## Task goal
Count the lines in the records below that contain the string "tree", matching case exactly. Reply with the number alone.

## Data supplied
▬▬▬▬▬▬

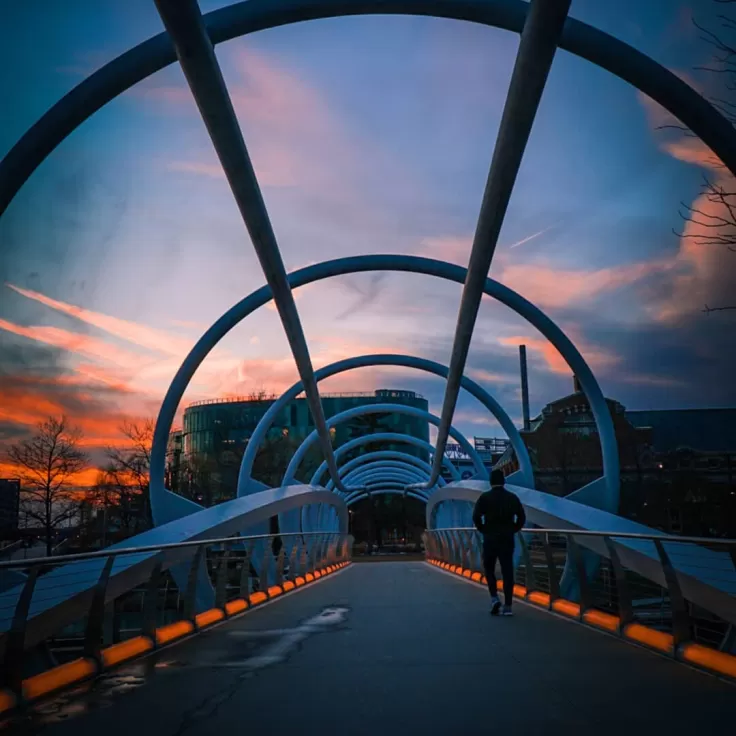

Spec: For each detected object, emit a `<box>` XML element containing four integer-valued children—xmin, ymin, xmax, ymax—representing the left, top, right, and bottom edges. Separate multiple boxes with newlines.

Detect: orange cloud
<box><xmin>498</xmin><ymin>330</ymin><xmax>621</xmax><ymax>376</ymax></box>
<box><xmin>497</xmin><ymin>261</ymin><xmax>673</xmax><ymax>309</ymax></box>
<box><xmin>0</xmin><ymin>319</ymin><xmax>148</xmax><ymax>366</ymax></box>
<box><xmin>416</xmin><ymin>236</ymin><xmax>473</xmax><ymax>268</ymax></box>
<box><xmin>640</xmin><ymin>74</ymin><xmax>736</xmax><ymax>321</ymax></box>
<box><xmin>465</xmin><ymin>368</ymin><xmax>518</xmax><ymax>383</ymax></box>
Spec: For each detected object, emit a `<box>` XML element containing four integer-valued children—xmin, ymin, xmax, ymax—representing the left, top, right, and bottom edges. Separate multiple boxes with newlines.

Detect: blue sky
<box><xmin>0</xmin><ymin>0</ymin><xmax>736</xmax><ymax>462</ymax></box>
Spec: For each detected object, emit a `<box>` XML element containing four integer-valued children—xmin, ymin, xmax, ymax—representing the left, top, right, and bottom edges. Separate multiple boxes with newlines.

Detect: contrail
<box><xmin>509</xmin><ymin>222</ymin><xmax>560</xmax><ymax>248</ymax></box>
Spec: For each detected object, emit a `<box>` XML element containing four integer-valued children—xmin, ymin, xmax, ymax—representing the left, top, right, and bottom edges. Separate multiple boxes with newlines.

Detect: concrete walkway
<box><xmin>11</xmin><ymin>562</ymin><xmax>736</xmax><ymax>736</ymax></box>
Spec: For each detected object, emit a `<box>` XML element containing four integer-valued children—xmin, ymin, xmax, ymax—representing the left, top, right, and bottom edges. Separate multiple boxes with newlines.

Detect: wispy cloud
<box><xmin>8</xmin><ymin>284</ymin><xmax>193</xmax><ymax>355</ymax></box>
<box><xmin>508</xmin><ymin>222</ymin><xmax>560</xmax><ymax>248</ymax></box>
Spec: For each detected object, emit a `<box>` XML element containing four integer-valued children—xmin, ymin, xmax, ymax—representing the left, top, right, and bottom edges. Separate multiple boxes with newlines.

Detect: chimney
<box><xmin>519</xmin><ymin>345</ymin><xmax>531</xmax><ymax>432</ymax></box>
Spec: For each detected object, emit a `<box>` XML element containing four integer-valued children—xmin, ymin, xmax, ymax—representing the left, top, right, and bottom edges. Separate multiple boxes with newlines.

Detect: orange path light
<box><xmin>23</xmin><ymin>658</ymin><xmax>97</xmax><ymax>700</ymax></box>
<box><xmin>194</xmin><ymin>608</ymin><xmax>225</xmax><ymax>629</ymax></box>
<box><xmin>100</xmin><ymin>636</ymin><xmax>153</xmax><ymax>668</ymax></box>
<box><xmin>552</xmin><ymin>598</ymin><xmax>580</xmax><ymax>618</ymax></box>
<box><xmin>156</xmin><ymin>621</ymin><xmax>194</xmax><ymax>645</ymax></box>
<box><xmin>583</xmin><ymin>608</ymin><xmax>621</xmax><ymax>633</ymax></box>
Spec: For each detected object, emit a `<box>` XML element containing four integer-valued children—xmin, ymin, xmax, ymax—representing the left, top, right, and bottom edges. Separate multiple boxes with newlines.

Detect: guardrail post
<box><xmin>141</xmin><ymin>561</ymin><xmax>163</xmax><ymax>644</ymax></box>
<box><xmin>457</xmin><ymin>532</ymin><xmax>470</xmax><ymax>570</ymax></box>
<box><xmin>215</xmin><ymin>546</ymin><xmax>230</xmax><ymax>609</ymax></box>
<box><xmin>542</xmin><ymin>532</ymin><xmax>560</xmax><ymax>610</ymax></box>
<box><xmin>258</xmin><ymin>537</ymin><xmax>273</xmax><ymax>593</ymax></box>
<box><xmin>519</xmin><ymin>534</ymin><xmax>537</xmax><ymax>594</ymax></box>
<box><xmin>437</xmin><ymin>531</ymin><xmax>452</xmax><ymax>565</ymax></box>
<box><xmin>447</xmin><ymin>531</ymin><xmax>463</xmax><ymax>567</ymax></box>
<box><xmin>307</xmin><ymin>541</ymin><xmax>318</xmax><ymax>575</ymax></box>
<box><xmin>239</xmin><ymin>549</ymin><xmax>250</xmax><ymax>600</ymax></box>
<box><xmin>84</xmin><ymin>554</ymin><xmax>115</xmax><ymax>661</ymax></box>
<box><xmin>288</xmin><ymin>537</ymin><xmax>299</xmax><ymax>580</ymax></box>
<box><xmin>299</xmin><ymin>537</ymin><xmax>310</xmax><ymax>576</ymax></box>
<box><xmin>183</xmin><ymin>544</ymin><xmax>204</xmax><ymax>621</ymax></box>
<box><xmin>654</xmin><ymin>539</ymin><xmax>692</xmax><ymax>657</ymax></box>
<box><xmin>603</xmin><ymin>537</ymin><xmax>634</xmax><ymax>635</ymax></box>
<box><xmin>0</xmin><ymin>565</ymin><xmax>40</xmax><ymax>694</ymax></box>
<box><xmin>565</xmin><ymin>534</ymin><xmax>592</xmax><ymax>621</ymax></box>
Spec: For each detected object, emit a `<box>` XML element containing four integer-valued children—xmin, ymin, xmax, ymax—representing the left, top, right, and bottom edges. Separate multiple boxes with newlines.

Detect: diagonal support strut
<box><xmin>155</xmin><ymin>0</ymin><xmax>347</xmax><ymax>493</ymax></box>
<box><xmin>409</xmin><ymin>0</ymin><xmax>571</xmax><ymax>488</ymax></box>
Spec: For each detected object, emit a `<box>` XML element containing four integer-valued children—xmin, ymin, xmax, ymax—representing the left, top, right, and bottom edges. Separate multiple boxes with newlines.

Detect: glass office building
<box><xmin>181</xmin><ymin>389</ymin><xmax>429</xmax><ymax>495</ymax></box>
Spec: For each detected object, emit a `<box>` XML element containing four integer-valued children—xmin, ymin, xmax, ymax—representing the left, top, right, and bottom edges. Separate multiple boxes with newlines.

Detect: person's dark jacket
<box><xmin>473</xmin><ymin>486</ymin><xmax>526</xmax><ymax>539</ymax></box>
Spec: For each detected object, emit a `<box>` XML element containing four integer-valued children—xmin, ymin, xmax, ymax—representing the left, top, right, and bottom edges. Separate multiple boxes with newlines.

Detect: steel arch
<box><xmin>309</xmin><ymin>432</ymin><xmax>460</xmax><ymax>486</ymax></box>
<box><xmin>344</xmin><ymin>467</ymin><xmax>427</xmax><ymax>489</ymax></box>
<box><xmin>137</xmin><ymin>254</ymin><xmax>608</xmax><ymax>523</ymax></box>
<box><xmin>242</xmin><ymin>353</ymin><xmax>534</xmax><ymax>496</ymax></box>
<box><xmin>345</xmin><ymin>487</ymin><xmax>427</xmax><ymax>508</ymax></box>
<box><xmin>281</xmin><ymin>404</ymin><xmax>488</xmax><ymax>486</ymax></box>
<box><xmin>330</xmin><ymin>452</ymin><xmax>440</xmax><ymax>486</ymax></box>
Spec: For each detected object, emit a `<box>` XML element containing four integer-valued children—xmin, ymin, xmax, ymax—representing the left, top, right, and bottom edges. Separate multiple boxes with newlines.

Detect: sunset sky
<box><xmin>0</xmin><ymin>0</ymin><xmax>736</xmax><ymax>474</ymax></box>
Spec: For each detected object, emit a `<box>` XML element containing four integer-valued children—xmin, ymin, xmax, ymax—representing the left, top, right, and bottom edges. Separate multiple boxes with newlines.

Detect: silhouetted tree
<box><xmin>8</xmin><ymin>416</ymin><xmax>88</xmax><ymax>555</ymax></box>
<box><xmin>104</xmin><ymin>419</ymin><xmax>155</xmax><ymax>528</ymax></box>
<box><xmin>672</xmin><ymin>0</ymin><xmax>736</xmax><ymax>313</ymax></box>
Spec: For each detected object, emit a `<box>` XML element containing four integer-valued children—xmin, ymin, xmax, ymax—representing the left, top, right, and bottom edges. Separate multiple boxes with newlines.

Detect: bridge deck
<box><xmin>12</xmin><ymin>562</ymin><xmax>736</xmax><ymax>736</ymax></box>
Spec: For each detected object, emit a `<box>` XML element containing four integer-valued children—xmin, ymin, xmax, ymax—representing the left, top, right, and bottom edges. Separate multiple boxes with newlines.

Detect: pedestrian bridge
<box><xmin>0</xmin><ymin>0</ymin><xmax>736</xmax><ymax>736</ymax></box>
<box><xmin>1</xmin><ymin>555</ymin><xmax>736</xmax><ymax>736</ymax></box>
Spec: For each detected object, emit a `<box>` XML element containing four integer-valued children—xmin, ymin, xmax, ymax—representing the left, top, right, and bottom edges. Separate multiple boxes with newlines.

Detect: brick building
<box><xmin>498</xmin><ymin>382</ymin><xmax>736</xmax><ymax>537</ymax></box>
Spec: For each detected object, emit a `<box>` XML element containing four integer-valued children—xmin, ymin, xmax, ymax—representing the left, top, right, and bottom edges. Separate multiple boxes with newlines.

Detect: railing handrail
<box><xmin>0</xmin><ymin>531</ymin><xmax>347</xmax><ymax>570</ymax></box>
<box><xmin>427</xmin><ymin>526</ymin><xmax>736</xmax><ymax>546</ymax></box>
<box><xmin>186</xmin><ymin>389</ymin><xmax>425</xmax><ymax>409</ymax></box>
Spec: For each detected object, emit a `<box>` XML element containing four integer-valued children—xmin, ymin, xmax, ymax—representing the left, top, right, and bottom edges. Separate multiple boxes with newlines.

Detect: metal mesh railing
<box><xmin>425</xmin><ymin>528</ymin><xmax>736</xmax><ymax>661</ymax></box>
<box><xmin>0</xmin><ymin>532</ymin><xmax>352</xmax><ymax>692</ymax></box>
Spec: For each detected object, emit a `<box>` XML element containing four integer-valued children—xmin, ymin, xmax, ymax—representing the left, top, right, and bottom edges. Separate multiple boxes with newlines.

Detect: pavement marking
<box><xmin>214</xmin><ymin>606</ymin><xmax>348</xmax><ymax>671</ymax></box>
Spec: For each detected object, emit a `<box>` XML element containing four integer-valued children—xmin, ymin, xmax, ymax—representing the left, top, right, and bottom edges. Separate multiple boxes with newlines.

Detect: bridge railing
<box><xmin>0</xmin><ymin>532</ymin><xmax>352</xmax><ymax>713</ymax></box>
<box><xmin>425</xmin><ymin>527</ymin><xmax>736</xmax><ymax>677</ymax></box>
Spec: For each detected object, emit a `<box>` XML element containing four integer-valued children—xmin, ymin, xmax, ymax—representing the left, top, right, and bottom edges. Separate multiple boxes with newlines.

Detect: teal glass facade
<box><xmin>182</xmin><ymin>389</ymin><xmax>429</xmax><ymax>493</ymax></box>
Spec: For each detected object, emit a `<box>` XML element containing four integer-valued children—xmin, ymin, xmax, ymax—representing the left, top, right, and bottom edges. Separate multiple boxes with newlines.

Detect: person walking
<box><xmin>473</xmin><ymin>470</ymin><xmax>526</xmax><ymax>616</ymax></box>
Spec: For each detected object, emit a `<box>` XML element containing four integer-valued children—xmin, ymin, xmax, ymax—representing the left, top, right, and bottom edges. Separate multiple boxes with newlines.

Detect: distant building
<box><xmin>165</xmin><ymin>429</ymin><xmax>184</xmax><ymax>493</ymax></box>
<box><xmin>0</xmin><ymin>478</ymin><xmax>20</xmax><ymax>534</ymax></box>
<box><xmin>175</xmin><ymin>389</ymin><xmax>429</xmax><ymax>501</ymax></box>
<box><xmin>499</xmin><ymin>382</ymin><xmax>736</xmax><ymax>536</ymax></box>
<box><xmin>499</xmin><ymin>382</ymin><xmax>655</xmax><ymax>496</ymax></box>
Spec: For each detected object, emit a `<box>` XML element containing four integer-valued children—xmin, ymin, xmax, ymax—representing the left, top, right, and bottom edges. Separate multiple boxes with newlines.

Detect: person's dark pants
<box><xmin>483</xmin><ymin>537</ymin><xmax>514</xmax><ymax>606</ymax></box>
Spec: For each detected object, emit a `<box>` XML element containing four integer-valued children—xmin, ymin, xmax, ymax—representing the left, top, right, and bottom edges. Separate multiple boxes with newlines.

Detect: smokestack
<box><xmin>519</xmin><ymin>345</ymin><xmax>531</xmax><ymax>432</ymax></box>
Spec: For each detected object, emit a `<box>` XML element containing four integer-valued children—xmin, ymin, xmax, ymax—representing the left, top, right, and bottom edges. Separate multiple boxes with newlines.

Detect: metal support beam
<box><xmin>427</xmin><ymin>0</ymin><xmax>570</xmax><ymax>487</ymax></box>
<box><xmin>155</xmin><ymin>0</ymin><xmax>346</xmax><ymax>492</ymax></box>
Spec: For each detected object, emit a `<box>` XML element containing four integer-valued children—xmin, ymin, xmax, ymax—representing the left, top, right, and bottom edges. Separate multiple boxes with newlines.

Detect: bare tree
<box><xmin>101</xmin><ymin>419</ymin><xmax>155</xmax><ymax>528</ymax></box>
<box><xmin>672</xmin><ymin>0</ymin><xmax>736</xmax><ymax>314</ymax></box>
<box><xmin>8</xmin><ymin>416</ymin><xmax>88</xmax><ymax>555</ymax></box>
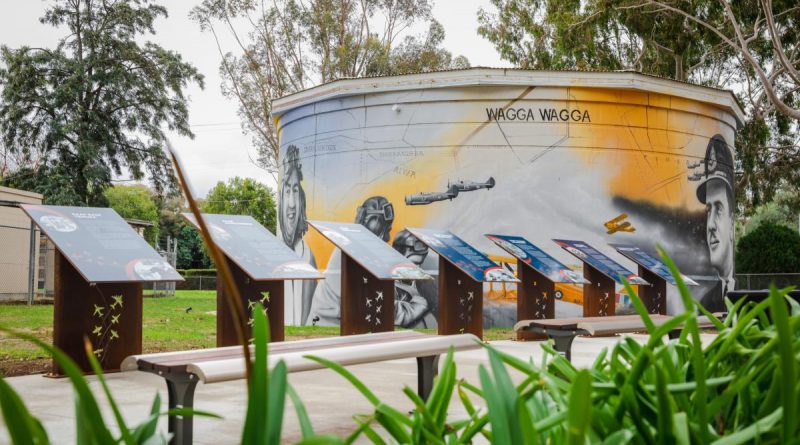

▬▬▬▬▬▬

## Expected output
2